- [Task description]: Would you set down every entry shown below, precisely as written?
+++ Given data
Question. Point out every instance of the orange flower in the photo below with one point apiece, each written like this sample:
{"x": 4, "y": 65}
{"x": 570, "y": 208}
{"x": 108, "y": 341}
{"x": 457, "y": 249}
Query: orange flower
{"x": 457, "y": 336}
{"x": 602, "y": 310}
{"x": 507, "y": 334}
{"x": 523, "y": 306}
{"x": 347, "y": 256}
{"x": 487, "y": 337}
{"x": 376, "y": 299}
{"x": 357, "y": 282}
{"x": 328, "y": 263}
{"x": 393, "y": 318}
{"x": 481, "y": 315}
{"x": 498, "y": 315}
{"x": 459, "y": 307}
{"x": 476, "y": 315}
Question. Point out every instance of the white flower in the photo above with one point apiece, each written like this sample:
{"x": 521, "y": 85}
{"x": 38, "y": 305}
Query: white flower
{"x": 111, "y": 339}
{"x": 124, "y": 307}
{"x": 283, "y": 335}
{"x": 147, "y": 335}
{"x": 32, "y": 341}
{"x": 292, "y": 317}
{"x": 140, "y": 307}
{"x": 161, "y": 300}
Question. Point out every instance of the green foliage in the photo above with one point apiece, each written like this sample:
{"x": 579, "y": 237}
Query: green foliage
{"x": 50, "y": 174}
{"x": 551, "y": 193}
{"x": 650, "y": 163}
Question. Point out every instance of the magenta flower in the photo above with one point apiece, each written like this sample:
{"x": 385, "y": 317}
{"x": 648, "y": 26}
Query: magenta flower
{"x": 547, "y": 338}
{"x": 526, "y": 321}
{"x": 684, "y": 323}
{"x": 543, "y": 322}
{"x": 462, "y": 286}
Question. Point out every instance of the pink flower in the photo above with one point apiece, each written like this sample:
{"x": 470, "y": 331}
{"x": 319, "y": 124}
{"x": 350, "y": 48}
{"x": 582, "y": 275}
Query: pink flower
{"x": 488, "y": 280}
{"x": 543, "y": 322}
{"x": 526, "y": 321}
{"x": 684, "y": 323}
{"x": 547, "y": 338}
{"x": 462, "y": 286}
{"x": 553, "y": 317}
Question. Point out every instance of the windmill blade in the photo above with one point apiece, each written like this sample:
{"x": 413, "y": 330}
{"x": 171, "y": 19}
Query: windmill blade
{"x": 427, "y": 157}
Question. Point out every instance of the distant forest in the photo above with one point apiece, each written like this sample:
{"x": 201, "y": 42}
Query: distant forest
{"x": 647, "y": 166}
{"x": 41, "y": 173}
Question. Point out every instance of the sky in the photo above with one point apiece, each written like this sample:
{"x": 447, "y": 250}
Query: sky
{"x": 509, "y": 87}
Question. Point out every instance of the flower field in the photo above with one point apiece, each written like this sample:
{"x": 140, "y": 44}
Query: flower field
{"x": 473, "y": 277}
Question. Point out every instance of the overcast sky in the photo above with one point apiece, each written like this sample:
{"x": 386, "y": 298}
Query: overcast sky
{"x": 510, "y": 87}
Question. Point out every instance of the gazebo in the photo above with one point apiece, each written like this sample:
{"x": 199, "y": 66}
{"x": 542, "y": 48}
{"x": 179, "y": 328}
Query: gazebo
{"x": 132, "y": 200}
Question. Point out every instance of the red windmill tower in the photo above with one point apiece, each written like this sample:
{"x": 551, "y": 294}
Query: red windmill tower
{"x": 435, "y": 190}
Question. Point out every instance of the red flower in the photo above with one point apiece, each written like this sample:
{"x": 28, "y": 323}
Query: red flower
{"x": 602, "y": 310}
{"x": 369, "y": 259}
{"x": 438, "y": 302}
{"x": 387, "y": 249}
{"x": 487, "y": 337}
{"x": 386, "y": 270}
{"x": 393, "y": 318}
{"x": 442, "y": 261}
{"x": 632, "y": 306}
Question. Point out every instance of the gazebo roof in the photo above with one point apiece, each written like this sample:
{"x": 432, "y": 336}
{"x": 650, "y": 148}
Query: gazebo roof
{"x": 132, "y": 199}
++++++
- [Finished exercise]:
Question. Point out every instance of the orange flower in the photo below with one point apiece, each written like this sample:
{"x": 4, "y": 65}
{"x": 570, "y": 208}
{"x": 108, "y": 341}
{"x": 457, "y": 249}
Query: orange flower
{"x": 457, "y": 336}
{"x": 602, "y": 310}
{"x": 507, "y": 334}
{"x": 523, "y": 306}
{"x": 347, "y": 256}
{"x": 487, "y": 337}
{"x": 376, "y": 299}
{"x": 357, "y": 282}
{"x": 328, "y": 263}
{"x": 393, "y": 318}
{"x": 481, "y": 315}
{"x": 498, "y": 315}
{"x": 459, "y": 307}
{"x": 476, "y": 315}
Question. Point out every instance of the white flower in the photo above with one point apiece, each written like this sample:
{"x": 521, "y": 85}
{"x": 38, "y": 305}
Query: white flower
{"x": 111, "y": 339}
{"x": 124, "y": 307}
{"x": 283, "y": 335}
{"x": 147, "y": 335}
{"x": 32, "y": 341}
{"x": 292, "y": 317}
{"x": 140, "y": 307}
{"x": 161, "y": 300}
Question. Point out every instance of the green foliage in the photo above with one point apiece, each written like this sample:
{"x": 579, "y": 237}
Query: green foliage
{"x": 50, "y": 174}
{"x": 551, "y": 193}
{"x": 650, "y": 163}
Question. Point out every instance of the magenta flower in the photo above with one point apiece, each written like this sample:
{"x": 385, "y": 317}
{"x": 648, "y": 26}
Query: magenta flower
{"x": 547, "y": 338}
{"x": 526, "y": 321}
{"x": 684, "y": 323}
{"x": 543, "y": 322}
{"x": 462, "y": 286}
Question. Point out every instance of the pink flower in the photo above with one point apiece, each written like this sample:
{"x": 470, "y": 331}
{"x": 319, "y": 124}
{"x": 350, "y": 48}
{"x": 582, "y": 275}
Query: pink flower
{"x": 488, "y": 280}
{"x": 543, "y": 322}
{"x": 526, "y": 321}
{"x": 684, "y": 323}
{"x": 547, "y": 338}
{"x": 462, "y": 286}
{"x": 553, "y": 317}
Question. Point out every instance of the windmill blade in the photo above with one point apiece, each written like this sample:
{"x": 413, "y": 330}
{"x": 171, "y": 19}
Query: windmill blade
{"x": 427, "y": 157}
Question. Point out every instance of the distant forest in the photo above with one point apiece, each written like this sample:
{"x": 201, "y": 42}
Query: distant forest
{"x": 647, "y": 166}
{"x": 41, "y": 173}
Question. Point out every instance of the sky in the photo above with one point apiece, each written like this sample:
{"x": 447, "y": 250}
Query: sky
{"x": 509, "y": 87}
Question. Point out every instance of the flower field in the photo above with one point apiece, each written like this sample:
{"x": 140, "y": 44}
Query: flower field
{"x": 473, "y": 277}
Question. Point out every instance of the overcast sky in the photo above with one point apiece, each written like this sample:
{"x": 386, "y": 298}
Query: overcast sky
{"x": 510, "y": 87}
Question. Point out every instance of the gazebo in the photo above with one point apiece, each written like this sample:
{"x": 199, "y": 66}
{"x": 542, "y": 48}
{"x": 179, "y": 328}
Query: gazebo
{"x": 132, "y": 200}
Question. Point out every instance of the red windmill tower in the photo above with one point apiece, each written like this sample:
{"x": 551, "y": 294}
Query: red windmill tower
{"x": 435, "y": 190}
Question. Point out every instance of the red flower in the photo above with one point apiece, each written like this sample:
{"x": 28, "y": 323}
Query: red flower
{"x": 602, "y": 310}
{"x": 369, "y": 259}
{"x": 438, "y": 302}
{"x": 387, "y": 249}
{"x": 487, "y": 337}
{"x": 386, "y": 270}
{"x": 393, "y": 318}
{"x": 442, "y": 261}
{"x": 632, "y": 306}
Question. Point out every instance of the gazebo roof in the photo above with one point apiece, each written like this sample:
{"x": 432, "y": 336}
{"x": 650, "y": 148}
Query: gazebo roof
{"x": 132, "y": 199}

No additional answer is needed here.